* OBJECTIVES
1. Reproduce the part of the Regulus and Southern Legacy release starting with "29/07/2014 11:06pm" and going on through "companies will amalgamate.".
2. Based on the Regulus and Southern Legacy release, answer yes or no to each statement and quote the words that decide it: (a) The amalgamated company will be called Regulus Resources Inc. (b) Regulus agreed to raise the unsecured line of credit to Southern Legacy to a maximum of $3,000,000. (c) The break fee each company agreed to pay the other is $750,000.
3. Write the next part of the release on the Regulus and Southern Legacy amalgamation, picking up after its final sentence.

* EXTRACT PROVIDED
:::

Regulus and Southern Legacy Announce Signing of Arrangement Agreement

29/07/2014 11:06pm

Marketwired Canada


Regulus Resources Inc. ("Regulus") (TSX VENTURE:REG) and Southern Legacy
Minerals Inc. ("Southern Legacy") (TSX VENTURE:LCY) are pleased to announce that
further to their press release dated May 20, 2014, they have executed a
definitive arrangement agreement (the "Agreement") on July 29, 2014 pursuant to
which the two companies will amalgamate.


The amalgamated company ("Amalco") will take the name of "Regulus Resources
Inc." and will maintain the public listings of Southern Legacy on each of the
TSXV and the Bolsa de Valores de Lima (the Lima Stock Exchange). Amalco will
assume all of the liabilities and assets of each of Regulus and Southern Legacy
in accordance with the Business Corporations Act (Alberta). 


Regulus and Southern Legacy have agreed to amalgamate pursuant to a plan of
arrangement under the Business Corporations Act (Alberta), based on an exchange
ratio of 0.565 shares of Amalco for each share of Southern Legacy and one share
of Amalco for each share of Regulus. Amalco will also effect a 1:3 share
consolidation concurrent with the amalgamation. As a result, shareholders of
Southern Legacy will in effect receive 0.1883 shares of Amalco for each Southern
Legacy share and shareholders of Regulus will receive 0.333 shares of Amalco for
each Regulus share. Upon completion of the arrangement Amalco will have
approximately 45.3 million shares outstanding, approximately 74% of which will
be held by former Regulus shareholders and 26% of which will be held by former
Southern Legacy shareholders. It is expected that all of the outstanding common
share purchase options of Regulus and Southern Legacy will be cancelled as part
of the arrangement for no consideration.


The companies intend to call special meetings of their respective
securityholders on or before September 30, 2014.


In connection with the signing of this Agreement, Regulus has agreed to increase
the unsecured line of credit it has extended to Southern Legacy to a maximum of
$2,500,000 (the "Loan"), with the other terms of the Loan remaining unchanged
from the terms disclosed in the press release dated May 20, 2014. Advances under
the Loan will be made at the discretion of Regulus on expenses approved by
Regulus. The Loan will allow Southern Legacy to continue with key activities and
obligations until the amalgamation is completed, including making required
option payments on its properties.


Transaction Description

For further information on Amalco please refer to the joint press release dated
May 20, 2014 which is available on SEDAR at www.sedar.com. 


Break Fee

Each company has agreed to pay the other company a break fee of $750,000 if the
arrangement is not completed because the parties fail to recommend to their
respective shareholders to vote in favour of the arrangement at a duly called
meeting of shareholders, or a party accepts a proposal to complete an
alternative transaction.

:::

Collection entries

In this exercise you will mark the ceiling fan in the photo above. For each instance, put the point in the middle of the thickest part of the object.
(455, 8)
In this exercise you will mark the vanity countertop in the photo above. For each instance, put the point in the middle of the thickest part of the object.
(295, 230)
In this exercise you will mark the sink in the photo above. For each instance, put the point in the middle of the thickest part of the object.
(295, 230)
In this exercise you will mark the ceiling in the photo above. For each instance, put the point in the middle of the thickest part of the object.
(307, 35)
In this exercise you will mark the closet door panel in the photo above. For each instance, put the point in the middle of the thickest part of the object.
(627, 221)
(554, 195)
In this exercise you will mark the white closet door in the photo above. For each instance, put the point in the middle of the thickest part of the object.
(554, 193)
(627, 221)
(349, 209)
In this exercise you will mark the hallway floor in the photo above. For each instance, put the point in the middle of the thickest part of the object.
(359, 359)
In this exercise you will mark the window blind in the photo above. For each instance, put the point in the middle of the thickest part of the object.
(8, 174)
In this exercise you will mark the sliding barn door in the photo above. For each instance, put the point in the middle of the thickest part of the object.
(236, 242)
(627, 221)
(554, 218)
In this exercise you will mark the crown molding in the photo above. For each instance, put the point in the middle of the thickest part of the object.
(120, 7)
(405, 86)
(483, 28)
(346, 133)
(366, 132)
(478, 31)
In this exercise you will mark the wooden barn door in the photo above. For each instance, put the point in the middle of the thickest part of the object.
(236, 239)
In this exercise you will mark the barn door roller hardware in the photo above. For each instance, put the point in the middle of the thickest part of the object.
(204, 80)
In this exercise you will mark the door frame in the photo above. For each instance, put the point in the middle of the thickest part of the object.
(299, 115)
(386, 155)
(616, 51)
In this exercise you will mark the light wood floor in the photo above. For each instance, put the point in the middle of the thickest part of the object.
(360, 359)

:::

* RESPONSES IN ORDER
1.
29/07/2014 11:06pm

Marketwired Canada


Regulus Resources Inc. ("Regulus") (TSX VENTURE:REG) and Southern Legacy
Minerals Inc. ("Southern Legacy") (TSX VENTURE:LCY) are pleased to announce that
further to their press release dated May 20, 2014, they have executed a
definitive arrangement agreement (the "Agreement") on July 29, 2014 pursuant to
which the two companies will amalgamate.

2.
(a) Yes: "will take the name of "Regulus Resources Inc.""
(b) No: "to a maximum of $2,500,000 (the "Loan")"
(c) Yes: "a break fee of $750,000"

3.
Lock-Ups

Certain the directors and officers and other shareholders of each of Regulus and
Southern Legacy have executed lock-up agreements in connection with the
execution of the Agreement. In total, shareholders holding in excess of 19.3% of
the Southern Legacy shares and 9.4% of the Regulus shares have agreed to vote in
favour of the arrangement. 


Advisors and Counsel

Regulus' legal counsel is Burnet, Duckworth and Palmer LLP. Southern Legacy's
legal counsel is Davis LLP. Roman Friedrich and Associates is providing
financial and advisory services to Southern Legacy.


Southern Legacy has received a fairness opinion from Evans & Evans, Inc. that
the consideration to be received by the shareholders of Southern Legacy pursuant
to the arrangement is fair, from a financial point of view, to the shareholders
of Southern Legacy. 


Neither the TSX Venture Exchange nor its Regulation Services Provider (as that
term is defined in policies of the TSX Venture Exchange) accepts responsibility
for the adequacy or accuracy of this release. All of Regulus' exploration
programs and pertinent disclosure of a technical or scientific nature (including
such disclosures as are referenced in this release) are prepared by, or under
the direct supervision of, John E. Black, Regulus' CEO, who serves as the
qualified person (QP) under the definitions of National Instrument 43-101.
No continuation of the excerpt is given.